- [Provided data]:

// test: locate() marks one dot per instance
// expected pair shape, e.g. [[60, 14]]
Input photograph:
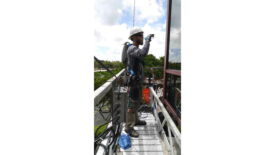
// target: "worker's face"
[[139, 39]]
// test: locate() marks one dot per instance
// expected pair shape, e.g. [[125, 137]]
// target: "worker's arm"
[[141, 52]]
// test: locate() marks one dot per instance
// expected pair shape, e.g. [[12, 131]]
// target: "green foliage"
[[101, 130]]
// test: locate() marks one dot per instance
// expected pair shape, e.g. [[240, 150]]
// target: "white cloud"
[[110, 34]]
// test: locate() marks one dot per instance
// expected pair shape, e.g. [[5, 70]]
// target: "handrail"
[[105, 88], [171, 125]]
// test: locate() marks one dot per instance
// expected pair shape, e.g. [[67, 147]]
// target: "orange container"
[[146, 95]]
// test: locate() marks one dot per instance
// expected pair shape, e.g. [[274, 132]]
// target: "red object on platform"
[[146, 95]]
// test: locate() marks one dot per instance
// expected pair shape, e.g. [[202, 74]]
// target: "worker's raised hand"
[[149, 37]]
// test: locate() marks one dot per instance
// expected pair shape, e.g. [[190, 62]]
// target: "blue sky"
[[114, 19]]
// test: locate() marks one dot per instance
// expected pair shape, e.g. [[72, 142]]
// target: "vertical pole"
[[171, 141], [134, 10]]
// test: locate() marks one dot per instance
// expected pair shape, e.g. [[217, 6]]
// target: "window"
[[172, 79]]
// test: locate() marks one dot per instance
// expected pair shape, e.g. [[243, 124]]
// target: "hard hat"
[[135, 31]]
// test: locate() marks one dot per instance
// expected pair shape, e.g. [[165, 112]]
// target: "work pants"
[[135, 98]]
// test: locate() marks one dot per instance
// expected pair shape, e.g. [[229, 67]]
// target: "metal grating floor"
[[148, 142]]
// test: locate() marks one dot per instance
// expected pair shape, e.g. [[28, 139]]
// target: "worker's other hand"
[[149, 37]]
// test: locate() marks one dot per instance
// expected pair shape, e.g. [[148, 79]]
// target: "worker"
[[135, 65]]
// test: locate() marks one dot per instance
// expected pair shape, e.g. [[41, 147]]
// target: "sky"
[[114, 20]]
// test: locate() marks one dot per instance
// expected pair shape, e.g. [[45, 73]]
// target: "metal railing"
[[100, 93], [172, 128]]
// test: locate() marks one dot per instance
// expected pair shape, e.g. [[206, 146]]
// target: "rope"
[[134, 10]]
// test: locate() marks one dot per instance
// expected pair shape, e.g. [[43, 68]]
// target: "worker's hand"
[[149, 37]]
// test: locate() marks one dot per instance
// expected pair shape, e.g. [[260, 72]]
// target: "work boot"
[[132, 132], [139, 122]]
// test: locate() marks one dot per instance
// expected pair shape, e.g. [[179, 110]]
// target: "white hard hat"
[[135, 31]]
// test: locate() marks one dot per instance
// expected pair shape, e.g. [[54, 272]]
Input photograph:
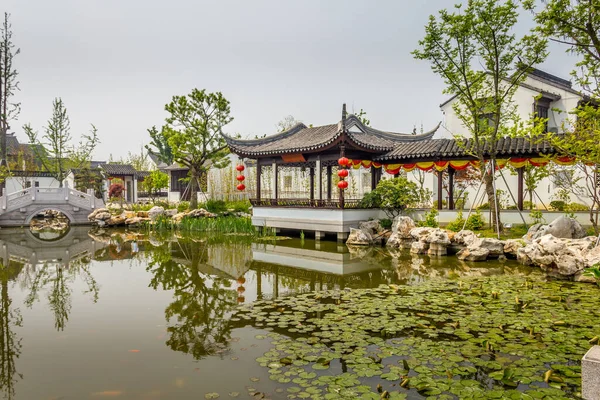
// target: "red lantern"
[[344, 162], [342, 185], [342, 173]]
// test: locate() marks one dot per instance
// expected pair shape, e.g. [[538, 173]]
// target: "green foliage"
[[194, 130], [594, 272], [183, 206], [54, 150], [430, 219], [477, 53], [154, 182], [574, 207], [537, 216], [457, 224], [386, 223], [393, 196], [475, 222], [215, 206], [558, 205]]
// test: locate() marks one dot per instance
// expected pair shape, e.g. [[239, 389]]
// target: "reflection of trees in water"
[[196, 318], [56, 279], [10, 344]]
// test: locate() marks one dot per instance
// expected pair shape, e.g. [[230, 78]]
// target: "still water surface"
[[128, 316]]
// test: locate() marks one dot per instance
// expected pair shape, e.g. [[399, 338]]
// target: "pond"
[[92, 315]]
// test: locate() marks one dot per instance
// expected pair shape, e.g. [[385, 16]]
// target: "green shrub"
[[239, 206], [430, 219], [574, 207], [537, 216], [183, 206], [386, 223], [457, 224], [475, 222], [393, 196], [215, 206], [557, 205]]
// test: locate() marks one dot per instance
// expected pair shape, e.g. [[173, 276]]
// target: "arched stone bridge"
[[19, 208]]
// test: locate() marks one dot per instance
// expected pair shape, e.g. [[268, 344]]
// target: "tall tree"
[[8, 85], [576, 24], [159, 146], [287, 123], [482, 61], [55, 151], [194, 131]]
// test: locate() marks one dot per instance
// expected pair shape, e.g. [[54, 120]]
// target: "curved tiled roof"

- [Instruction]:
Rewrite everything from the start of the listing down to the line containing "[[114, 19]]", requests included, with each point coordinate in the answers multiplied by 2.35 and rounded to a whole number, halves going up. Keep the numbers in the requests and their sample pairs unchanged, and leave the pictures out.

- [Solution to the exercise]:
// test: locate() marks one dot per instance
// expected pair shape, e.g. [[60, 14]]
Input photograph:
// target: "worker's face"
[[327, 92]]
// test: locate() marks one dot per instance
// expected pair shape, e.g. [[125, 137]]
// target: "worker's arm"
[[331, 122]]
// test: locate() marks one dot per instance
// expected pair shape, e.g. [[12, 131]]
// target: "green foliage"
[[237, 306]]
// test: locate() marks one dot per instance
// expected pair shape, e.g. [[240, 150]]
// target: "white cloud"
[[259, 80]]
// test: locate() marks one dot per instance
// expected pair shape, e.g. [[5, 70]]
// target: "handrail"
[[247, 207], [402, 294]]
// test: locate() marks one dot per instance
// expected pair shape, e.g. [[67, 147]]
// target: "orange container"
[[343, 223]]
// test: locate() marks one dot per instance
// expected pair shape, e.g. [[274, 132]]
// target: "red object on platform"
[[343, 223]]
// test: locate() marks one dot per instance
// expected pair shape, e.g. [[202, 74]]
// target: "worker's raised hand"
[[350, 87]]
// test: locate() marks one dot per instance
// expected pair shape, e.g. [[190, 62]]
// target: "blue sky"
[[268, 45]]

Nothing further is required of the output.